___ DATA SUPPLIED
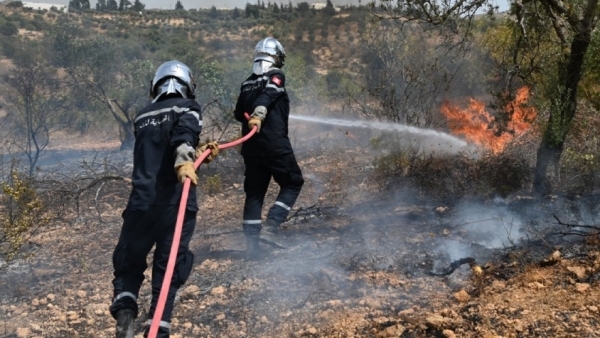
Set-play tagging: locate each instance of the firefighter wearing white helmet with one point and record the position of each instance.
(167, 132)
(268, 154)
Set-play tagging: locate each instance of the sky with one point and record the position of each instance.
(189, 4)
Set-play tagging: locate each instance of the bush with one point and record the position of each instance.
(22, 214)
(450, 177)
(9, 29)
(15, 4)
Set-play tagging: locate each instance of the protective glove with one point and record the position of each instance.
(186, 169)
(214, 150)
(255, 121)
______
[THE TASK]
Switch "Set-play tagging" to "Image labeling" in every line of the records above, changing nothing else, and omit the pictures from your answer.

[TASK SOLUTION]
Image labeling: locate each instance of the firefighter wearing white helmet with one point and record the position of each instance.
(167, 132)
(268, 154)
Image labeling: locate each instance of the sky with one point and record the position of each instance.
(189, 4)
Image labeling: locate each instance of the bush with one point and record the position of each instance.
(22, 214)
(450, 177)
(9, 29)
(15, 4)
Image labeling: locate each instance of the protective glove with one point and record the position of each instance.
(186, 169)
(214, 150)
(255, 121)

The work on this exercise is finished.